### Task material

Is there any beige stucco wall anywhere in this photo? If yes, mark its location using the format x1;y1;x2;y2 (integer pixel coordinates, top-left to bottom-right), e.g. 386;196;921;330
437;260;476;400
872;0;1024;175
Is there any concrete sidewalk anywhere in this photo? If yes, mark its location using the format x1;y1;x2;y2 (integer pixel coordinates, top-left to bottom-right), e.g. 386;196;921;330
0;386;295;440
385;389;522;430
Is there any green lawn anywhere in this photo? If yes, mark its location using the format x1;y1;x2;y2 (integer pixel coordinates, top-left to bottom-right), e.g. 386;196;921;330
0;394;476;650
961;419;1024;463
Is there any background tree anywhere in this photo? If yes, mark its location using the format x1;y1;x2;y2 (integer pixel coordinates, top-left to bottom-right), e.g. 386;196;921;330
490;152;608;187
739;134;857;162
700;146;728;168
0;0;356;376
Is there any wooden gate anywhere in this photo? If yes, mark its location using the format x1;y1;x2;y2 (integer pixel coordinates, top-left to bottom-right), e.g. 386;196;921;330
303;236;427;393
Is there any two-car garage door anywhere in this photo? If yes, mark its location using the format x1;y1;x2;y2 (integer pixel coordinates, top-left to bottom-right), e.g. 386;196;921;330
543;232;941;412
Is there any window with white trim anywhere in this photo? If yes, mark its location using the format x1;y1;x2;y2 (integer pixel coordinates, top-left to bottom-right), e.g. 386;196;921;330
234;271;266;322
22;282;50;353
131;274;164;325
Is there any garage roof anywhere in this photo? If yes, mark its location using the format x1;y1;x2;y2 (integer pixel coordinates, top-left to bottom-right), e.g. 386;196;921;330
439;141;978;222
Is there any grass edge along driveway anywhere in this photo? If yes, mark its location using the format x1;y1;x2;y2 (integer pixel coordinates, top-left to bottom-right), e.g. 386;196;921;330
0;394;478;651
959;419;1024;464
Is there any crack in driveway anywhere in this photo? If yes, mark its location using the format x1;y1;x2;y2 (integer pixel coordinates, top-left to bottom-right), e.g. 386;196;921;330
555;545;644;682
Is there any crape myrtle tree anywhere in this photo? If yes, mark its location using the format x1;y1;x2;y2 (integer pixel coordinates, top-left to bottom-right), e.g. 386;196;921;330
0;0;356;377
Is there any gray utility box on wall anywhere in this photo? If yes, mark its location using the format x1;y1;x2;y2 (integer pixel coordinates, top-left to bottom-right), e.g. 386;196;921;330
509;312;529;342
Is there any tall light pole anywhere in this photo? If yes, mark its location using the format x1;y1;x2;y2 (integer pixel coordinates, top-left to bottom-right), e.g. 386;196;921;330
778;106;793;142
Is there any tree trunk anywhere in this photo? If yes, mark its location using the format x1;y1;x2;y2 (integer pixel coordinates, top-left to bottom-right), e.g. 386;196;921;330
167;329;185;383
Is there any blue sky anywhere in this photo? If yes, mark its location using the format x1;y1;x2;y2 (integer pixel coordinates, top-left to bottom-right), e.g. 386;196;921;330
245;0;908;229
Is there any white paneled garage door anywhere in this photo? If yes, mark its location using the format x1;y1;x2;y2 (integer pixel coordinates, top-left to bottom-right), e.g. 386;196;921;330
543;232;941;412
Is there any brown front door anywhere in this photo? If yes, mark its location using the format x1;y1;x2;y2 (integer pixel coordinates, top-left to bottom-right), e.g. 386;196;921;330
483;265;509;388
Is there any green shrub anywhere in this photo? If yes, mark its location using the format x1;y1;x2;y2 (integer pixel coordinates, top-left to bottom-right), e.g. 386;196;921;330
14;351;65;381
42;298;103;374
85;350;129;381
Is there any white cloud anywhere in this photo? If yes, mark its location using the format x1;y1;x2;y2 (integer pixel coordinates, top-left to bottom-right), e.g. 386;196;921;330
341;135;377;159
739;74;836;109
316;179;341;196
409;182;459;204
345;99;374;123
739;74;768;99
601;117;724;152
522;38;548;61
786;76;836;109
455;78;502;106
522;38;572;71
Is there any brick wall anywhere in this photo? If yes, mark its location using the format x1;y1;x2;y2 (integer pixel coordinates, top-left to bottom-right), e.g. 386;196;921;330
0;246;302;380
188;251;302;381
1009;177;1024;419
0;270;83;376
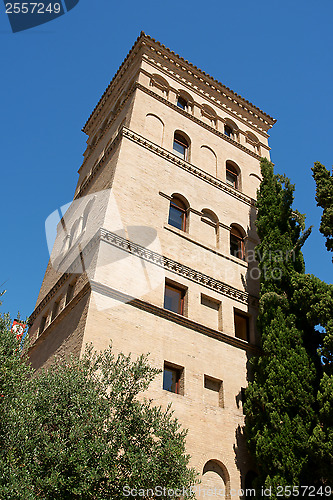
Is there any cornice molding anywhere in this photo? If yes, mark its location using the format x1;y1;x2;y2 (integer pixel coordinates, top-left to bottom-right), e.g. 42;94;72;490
135;83;261;161
91;281;262;356
141;32;276;126
163;224;249;271
122;127;255;206
78;84;136;173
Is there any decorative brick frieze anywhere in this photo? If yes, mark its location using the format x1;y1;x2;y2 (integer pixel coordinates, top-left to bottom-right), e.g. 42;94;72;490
100;229;258;305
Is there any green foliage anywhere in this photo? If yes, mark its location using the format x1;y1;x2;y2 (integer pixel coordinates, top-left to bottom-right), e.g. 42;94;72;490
245;159;333;498
312;162;333;252
0;317;196;499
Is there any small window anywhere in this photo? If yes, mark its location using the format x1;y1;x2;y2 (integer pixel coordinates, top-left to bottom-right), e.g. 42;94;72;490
230;227;245;260
163;362;184;395
168;198;186;231
164;284;185;315
224;125;234;139
234;311;249;342
177;96;188;111
38;316;47;336
204;375;224;408
66;285;74;306
173;134;189;160
226;162;238;189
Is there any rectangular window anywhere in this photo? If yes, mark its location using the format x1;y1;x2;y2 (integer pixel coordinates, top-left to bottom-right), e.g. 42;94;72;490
163;362;184;395
38;316;47;336
226;170;237;189
204;375;224;408
51;300;60;321
173;140;187;160
164;283;185;315
234;311;249;342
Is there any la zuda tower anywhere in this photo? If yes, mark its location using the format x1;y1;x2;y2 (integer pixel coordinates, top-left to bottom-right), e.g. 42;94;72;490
30;33;275;498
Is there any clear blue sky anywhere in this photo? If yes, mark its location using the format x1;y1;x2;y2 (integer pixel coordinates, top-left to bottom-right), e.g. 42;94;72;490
0;0;333;317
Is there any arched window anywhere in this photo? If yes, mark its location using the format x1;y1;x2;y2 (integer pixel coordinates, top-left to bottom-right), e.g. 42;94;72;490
173;132;189;160
244;470;258;498
246;132;260;154
168;196;188;231
197;460;231;500
230;226;245;260
225;161;239;189
150;74;169;98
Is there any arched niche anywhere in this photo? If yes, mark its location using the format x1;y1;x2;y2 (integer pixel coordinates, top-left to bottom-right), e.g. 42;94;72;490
197;459;231;500
145;113;164;146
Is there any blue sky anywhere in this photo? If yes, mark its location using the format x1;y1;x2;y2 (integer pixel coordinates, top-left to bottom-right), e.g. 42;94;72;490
0;0;333;317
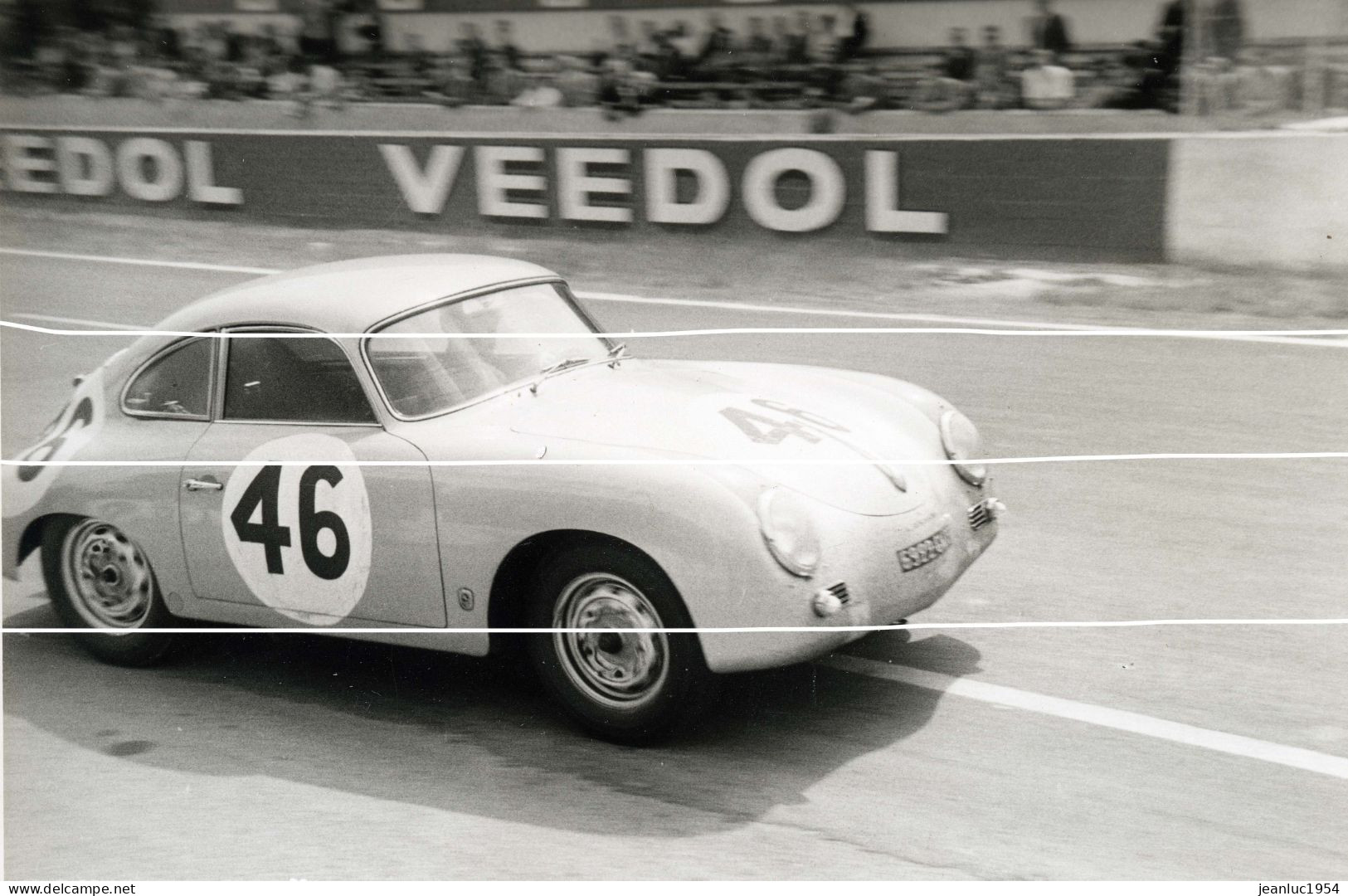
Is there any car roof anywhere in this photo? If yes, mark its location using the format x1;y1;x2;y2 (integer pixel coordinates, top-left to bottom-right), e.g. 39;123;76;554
158;253;557;333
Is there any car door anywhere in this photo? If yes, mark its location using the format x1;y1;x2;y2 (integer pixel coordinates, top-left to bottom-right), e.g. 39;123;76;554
179;328;446;628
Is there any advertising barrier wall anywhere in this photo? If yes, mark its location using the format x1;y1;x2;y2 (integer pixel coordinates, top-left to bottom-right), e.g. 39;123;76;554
0;127;1169;261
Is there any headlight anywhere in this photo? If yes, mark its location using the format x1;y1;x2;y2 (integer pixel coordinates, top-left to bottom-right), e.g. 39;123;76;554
759;488;820;578
941;411;988;485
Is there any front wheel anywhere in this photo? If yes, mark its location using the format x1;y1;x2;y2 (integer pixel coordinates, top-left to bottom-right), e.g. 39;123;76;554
41;518;177;665
527;546;718;743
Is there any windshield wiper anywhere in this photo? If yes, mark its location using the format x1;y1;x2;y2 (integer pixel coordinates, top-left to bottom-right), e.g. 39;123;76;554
528;358;593;395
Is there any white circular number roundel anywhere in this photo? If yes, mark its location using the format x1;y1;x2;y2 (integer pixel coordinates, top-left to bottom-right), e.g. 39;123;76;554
4;369;104;516
221;434;372;626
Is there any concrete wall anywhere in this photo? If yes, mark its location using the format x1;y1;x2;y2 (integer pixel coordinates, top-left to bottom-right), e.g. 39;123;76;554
0;121;1348;272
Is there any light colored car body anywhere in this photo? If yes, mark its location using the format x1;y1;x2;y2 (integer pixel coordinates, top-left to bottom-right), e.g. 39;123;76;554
2;255;998;672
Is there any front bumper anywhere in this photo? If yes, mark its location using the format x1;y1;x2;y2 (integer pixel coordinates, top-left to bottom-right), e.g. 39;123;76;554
701;475;1003;672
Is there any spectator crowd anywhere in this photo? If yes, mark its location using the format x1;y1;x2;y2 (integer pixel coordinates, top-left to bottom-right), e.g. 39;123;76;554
6;0;1326;117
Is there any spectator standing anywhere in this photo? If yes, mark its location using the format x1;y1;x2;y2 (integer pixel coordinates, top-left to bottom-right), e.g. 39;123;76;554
1020;50;1076;110
459;22;491;99
697;12;735;77
941;28;975;82
744;16;786;59
912;28;975;112
785;9;815;65
973;24;1012;110
1156;0;1186;75
1031;0;1072;59
839;2;871;62
496;19;522;71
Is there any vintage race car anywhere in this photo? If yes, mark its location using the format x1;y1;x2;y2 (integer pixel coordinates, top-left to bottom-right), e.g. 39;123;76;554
2;255;1000;743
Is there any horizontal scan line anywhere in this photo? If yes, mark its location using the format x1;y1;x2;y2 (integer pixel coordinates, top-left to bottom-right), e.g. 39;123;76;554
0;314;1348;349
0;451;1348;466
0;246;1348;348
0;620;1348;637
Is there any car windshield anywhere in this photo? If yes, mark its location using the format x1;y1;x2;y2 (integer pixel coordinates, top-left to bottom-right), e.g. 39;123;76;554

######

What to produce: Scale the entries that begin at the line containing "Is there any brown" and stop after the line containing "522;38;572;71", and give only those lines again, requests included. Multiply every coordinate in the answers by 1.7 and round to whole numbers, with halves going up. Leave the requests and their sample coordinates unchanged.

Correct response:
Is there any brown front door anywhere in this photo? If yes, mark its location using the format x1;y1;x2;y2 (integer pixel coordinates, top-left to bottom-right), e.g. 386;196;921;330
821;451;865;660
Is there any green shrub anywhere in this photo? If yes, mark its location using the format x1;y1;x2;y2 (integer pixel coordinates, top-left to bottom-right), e.g. 386;196;921;330
24;597;111;648
71;507;175;636
145;595;219;648
Is there any white cloud anywhere in this photo? If yes, mark its location using the format x1;y1;x2;y2 (integer pixel coordinates, top-left to bottom-right), e.g. 386;196;921;330
580;230;641;270
1256;126;1421;185
537;304;580;333
695;309;780;347
587;168;636;209
1256;126;1306;168
1022;199;1231;258
887;65;932;104
1336;129;1421;185
774;133;853;180
887;65;972;121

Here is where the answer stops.